- **ACTION ITEM**
Scan the data for "after" and copy the lines it appears in.

- **Saved data entries**
<<<<

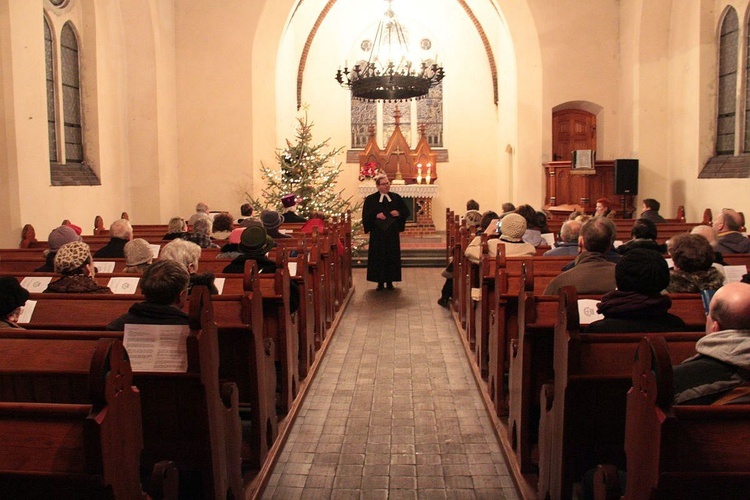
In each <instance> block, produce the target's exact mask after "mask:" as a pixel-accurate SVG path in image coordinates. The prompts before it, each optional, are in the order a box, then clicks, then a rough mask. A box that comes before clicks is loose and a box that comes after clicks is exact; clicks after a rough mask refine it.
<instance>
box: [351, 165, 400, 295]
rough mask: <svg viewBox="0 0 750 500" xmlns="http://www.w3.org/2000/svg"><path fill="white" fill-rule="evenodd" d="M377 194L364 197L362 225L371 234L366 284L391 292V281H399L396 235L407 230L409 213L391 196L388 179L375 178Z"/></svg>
mask: <svg viewBox="0 0 750 500" xmlns="http://www.w3.org/2000/svg"><path fill="white" fill-rule="evenodd" d="M375 185H376V186H377V187H378V191H377V192H376V193H373V194H371V195H369V196H368V197H367V198H365V203H364V206H363V207H362V225H363V226H364V230H365V233H369V235H370V244H369V245H368V248H367V281H372V282H374V283H377V284H378V287H377V288H376V290H378V291H380V290H383V289H384V288H387V289H388V290H393V282H394V281H401V240H400V237H399V233H400V232H402V231H403V230H404V228H405V227H406V219H407V218H408V217H409V215H410V212H409V209H408V208H407V207H406V204H405V203H404V200H403V199H402V198H401V196H399V195H398V194H396V193H391V192H390V191H391V183H390V181H389V180H388V176H386V175H385V174H379V175H377V176H376V177H375Z"/></svg>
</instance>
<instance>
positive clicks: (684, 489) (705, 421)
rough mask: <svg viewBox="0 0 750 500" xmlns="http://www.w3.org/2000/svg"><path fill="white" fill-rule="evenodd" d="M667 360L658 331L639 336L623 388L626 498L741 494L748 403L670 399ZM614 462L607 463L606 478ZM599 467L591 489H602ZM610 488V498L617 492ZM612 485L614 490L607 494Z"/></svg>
mask: <svg viewBox="0 0 750 500" xmlns="http://www.w3.org/2000/svg"><path fill="white" fill-rule="evenodd" d="M673 399H674V389H673V381H672V360H671V357H670V354H669V349H668V347H667V343H666V342H665V341H664V339H662V338H660V337H658V336H656V337H644V338H643V339H642V340H641V342H640V344H639V346H638V351H637V353H636V357H635V363H634V366H633V371H632V388H631V389H630V391H629V392H628V395H627V410H626V427H625V453H626V455H627V486H626V489H625V496H624V498H626V499H641V498H681V499H683V498H685V499H705V498H740V497H744V496H746V494H747V492H748V490H750V447H749V446H748V442H747V436H748V433H747V430H748V428H750V405H747V404H738V405H718V406H716V405H708V406H687V405H686V406H680V405H672V401H673ZM613 469H614V467H609V476H610V478H612V476H614V474H612V472H613ZM602 477H603V476H602V475H601V471H597V479H595V486H594V488H595V491H597V490H599V491H598V492H597V493H598V495H599V498H603V497H602V496H601V495H603V493H604V491H603V490H604V488H602V486H604V485H603V483H602ZM616 491H617V490H616V488H611V489H610V498H614V497H619V494H617V493H616ZM613 493H614V494H613Z"/></svg>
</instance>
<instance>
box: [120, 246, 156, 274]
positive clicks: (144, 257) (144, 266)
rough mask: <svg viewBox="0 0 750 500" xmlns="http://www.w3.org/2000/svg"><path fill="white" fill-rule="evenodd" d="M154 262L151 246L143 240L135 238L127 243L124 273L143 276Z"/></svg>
mask: <svg viewBox="0 0 750 500" xmlns="http://www.w3.org/2000/svg"><path fill="white" fill-rule="evenodd" d="M153 261H154V253H153V252H152V251H151V245H149V243H148V241H146V240H144V239H143V238H135V239H133V240H131V241H128V242H127V243H125V269H123V270H122V272H124V273H133V274H143V271H145V270H146V268H148V266H150V265H151V263H152V262H153Z"/></svg>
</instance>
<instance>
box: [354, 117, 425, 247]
mask: <svg viewBox="0 0 750 500" xmlns="http://www.w3.org/2000/svg"><path fill="white" fill-rule="evenodd" d="M393 117H394V119H395V122H396V127H395V129H394V130H393V134H392V135H391V137H390V139H388V142H387V143H386V145H385V149H380V147H379V146H378V144H377V142H376V140H375V128H374V127H372V126H371V127H370V138H369V139H368V141H367V144H366V145H365V149H364V150H363V151H362V152H361V153H359V167H360V173H361V174H362V173H363V172H366V173H367V174H370V173H371V172H373V171H380V172H384V173H385V174H386V175H388V178H389V179H390V181H391V191H393V192H394V193H397V194H399V195H400V196H401V197H402V198H404V202H406V204H407V206H408V207H409V208H410V210H411V212H412V216H411V217H410V218H409V219H408V220H407V221H406V229H405V230H404V235H405V236H412V237H425V236H434V235H436V234H437V231H436V229H435V222H434V221H433V219H432V199H433V198H436V197H437V195H438V186H437V185H436V184H434V182H435V181H436V180H437V178H438V171H437V154H436V153H435V152H433V151H432V149H431V148H430V146H429V144H427V140H426V139H425V137H424V126H422V127H420V134H419V135H420V137H419V141H418V142H417V145H416V147H415V148H414V149H412V148H410V147H409V144H408V143H407V142H406V138H404V135H403V133H402V132H401V127H400V118H401V114H400V113H399V110H398V106H396V109H395V111H394V113H393ZM360 181H361V184H360V185H359V187H358V188H357V191H358V193H359V195H360V196H361V197H362V198H365V197H366V196H367V195H369V194H372V193H374V192H375V191H377V187H376V186H375V182H374V181H373V180H372V179H364V178H363V177H361V176H360Z"/></svg>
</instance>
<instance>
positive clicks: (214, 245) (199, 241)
mask: <svg viewBox="0 0 750 500" xmlns="http://www.w3.org/2000/svg"><path fill="white" fill-rule="evenodd" d="M187 240H188V241H192V242H193V243H195V244H196V245H198V246H199V247H201V248H219V245H217V244H216V243H214V242H212V241H211V219H207V218H200V219H198V220H196V221H195V222H193V233H192V234H191V235H189V236H188V237H187Z"/></svg>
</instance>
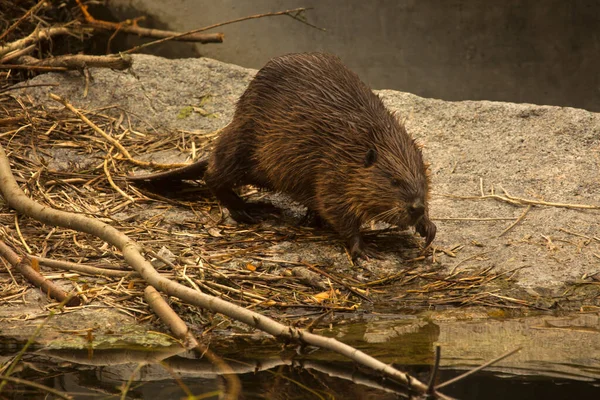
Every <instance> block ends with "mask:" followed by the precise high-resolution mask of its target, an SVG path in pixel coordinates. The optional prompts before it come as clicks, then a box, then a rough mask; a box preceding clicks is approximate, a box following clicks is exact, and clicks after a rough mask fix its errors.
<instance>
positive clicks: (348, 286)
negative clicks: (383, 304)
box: [304, 263, 373, 303]
mask: <svg viewBox="0 0 600 400" xmlns="http://www.w3.org/2000/svg"><path fill="white" fill-rule="evenodd" d="M304 266H305V267H306V268H308V269H310V270H312V271H315V272H317V273H319V274H321V275H323V276H324V277H326V278H328V279H331V280H332V281H334V282H335V283H337V284H338V285H342V286H343V287H345V288H346V290H348V291H349V292H351V293H352V294H354V295H355V296H358V297H360V298H361V299H363V300H366V301H368V302H369V303H372V302H373V300H371V299H370V298H368V297H367V296H365V295H364V294H362V293H361V292H359V291H358V290H356V289H354V288H353V287H351V286H350V285H347V284H345V283H344V282H343V281H342V280H341V279H339V278H337V277H335V276H333V275H331V274H328V273H327V272H325V271H323V270H322V269H320V268H318V267H316V266H314V265H310V264H308V263H304Z"/></svg>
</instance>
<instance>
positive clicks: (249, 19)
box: [124, 8, 318, 54]
mask: <svg viewBox="0 0 600 400" xmlns="http://www.w3.org/2000/svg"><path fill="white" fill-rule="evenodd" d="M306 10H307V9H306V8H294V9H292V10H285V11H279V12H271V13H266V14H256V15H250V16H247V17H242V18H236V19H233V20H231V21H226V22H220V23H218V24H213V25H209V26H205V27H204V28H199V29H194V30H191V31H188V32H184V33H180V34H178V35H175V36H171V37H168V38H164V39H159V40H154V41H152V42H148V43H144V44H142V45H139V46H136V47H133V48H131V49H129V50H127V51H124V53H126V54H129V53H134V52H136V51H139V50H141V49H143V48H146V47H148V46H153V45H155V44H159V43H163V42H166V41H168V40H176V39H178V38H180V37H184V36H187V35H190V34H193V33H198V32H204V31H207V30H209V29H214V28H217V27H219V26H224V25H229V24H235V23H237V22H241V21H246V20H250V19H257V18H264V17H275V16H279V15H287V16H288V17H291V18H293V19H295V20H296V21H299V22H302V23H304V24H307V25H309V26H313V25H311V24H309V23H308V22H306V21H304V20H302V18H301V17H300V14H302V13H303V12H304V11H306ZM313 27H314V26H313ZM315 28H316V27H315ZM317 29H318V28H317Z"/></svg>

>>>>

- **RESPONSE AREA**
In each <instance> block, produce the target's exact mask after "mask:" as a pixel-accurate SVG path in image coordinates. The prompts before it, each optional, are in the order a box, then clicks, then a rough mask. A box that comes before clicks is loose and a box that comes after clicks is exact; clicks after a rough mask refine it.
Every <instance> block ends with "mask:" followed by the precise high-resolution mask of its target, an SVG path in pixel coordinates. The optional prompts before it come as clicks, then a box, then a rough mask; a box preceding clicks is approximate, a box following clicks is exact, and clicks after a rough mask fix its errors.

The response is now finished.